LONDON (Reuters) - Canada’s Ontario Teachers’ Pension Plan is likely to buy the rest of Britain’s Bristol Airport in a deal worth up to 250 million pounds ($424.6 million), a source closely monitoring the situation said on Monday.
The pension fund, which already owns 49 percent of the regional airport, has the right of first offer for the 50 percent owned by Australian asset manager Macquarie Group (MQG.AX).
Macquarie, the world’s largest infrastructure asset manager, was sounding out buyers for its holding, British newspaper The Sunday Times reported.
Ontario Teachers’ Pension Plan is eyeing the stake as it seeks to expand its infrastructure holdings from $12 billion to around $18 billion. The deal could take place this year, the source said.
“Given the right of first offer, Ontario Teachers is likely to purchase the stake, but this will of course be based on an appropriate valuation,” the source said, adding that discussions have not commenced but are expected to start “very soon”.
European airport deals typically attract a valuation of 15-17 times core earnings (EBITDA).

→ **Rows**
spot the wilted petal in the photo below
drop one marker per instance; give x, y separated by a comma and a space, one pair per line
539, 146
* * *
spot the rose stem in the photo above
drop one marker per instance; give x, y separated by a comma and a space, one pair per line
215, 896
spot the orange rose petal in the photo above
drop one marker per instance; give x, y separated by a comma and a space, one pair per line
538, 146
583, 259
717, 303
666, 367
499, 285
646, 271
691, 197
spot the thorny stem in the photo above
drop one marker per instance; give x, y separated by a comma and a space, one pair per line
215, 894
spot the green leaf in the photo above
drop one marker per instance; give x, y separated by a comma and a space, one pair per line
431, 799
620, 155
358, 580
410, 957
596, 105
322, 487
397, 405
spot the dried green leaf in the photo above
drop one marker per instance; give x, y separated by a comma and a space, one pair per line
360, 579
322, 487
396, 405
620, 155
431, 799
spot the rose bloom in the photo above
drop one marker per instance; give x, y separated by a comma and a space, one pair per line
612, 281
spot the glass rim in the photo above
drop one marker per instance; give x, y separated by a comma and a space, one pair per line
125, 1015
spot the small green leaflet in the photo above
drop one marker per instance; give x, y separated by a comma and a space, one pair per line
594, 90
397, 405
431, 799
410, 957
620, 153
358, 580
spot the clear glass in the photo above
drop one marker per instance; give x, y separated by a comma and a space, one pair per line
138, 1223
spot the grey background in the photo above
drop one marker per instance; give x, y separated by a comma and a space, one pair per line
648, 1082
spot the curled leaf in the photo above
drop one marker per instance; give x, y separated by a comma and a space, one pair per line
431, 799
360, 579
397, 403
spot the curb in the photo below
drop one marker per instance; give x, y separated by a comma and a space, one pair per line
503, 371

→ **Stated task**
Reproduce the Bristol Airport stake article word for word, from beginning to end. The listing was taken from a different source than the text.

→ **Exercise output**
LONDON (Reuters) - Canada’s Ontario Teachers’ Pension Plan is likely to buy the rest of Britain’s Bristol Airport in a deal worth up to 250 million pounds ($424.6 million), a source closely monitoring the situation said on Monday.
The pension fund, which already owns 49 percent of the regional airport, has the right of first offer for the 50 percent owned by Australian asset manager Macquarie Group (MQG.AX).
Macquarie, the world’s largest infrastructure asset manager, was sounding out buyers for its holding, British newspaper The Sunday Times reported.
Ontario Teachers’ Pension Plan is eyeing the stake as it seeks to expand its infrastructure holdings from $12 billion to around $18 billion. The deal could take place this year, the source said.
“Given the right of first offer, Ontario Teachers is likely to purchase the stake, but this will of course be based on an appropriate valuation,” the source said, adding that discussions have not commenced but are expected to start “very soon”.
European airport deals typically attract a valuation of 15-17 times core earnings (EBITDA).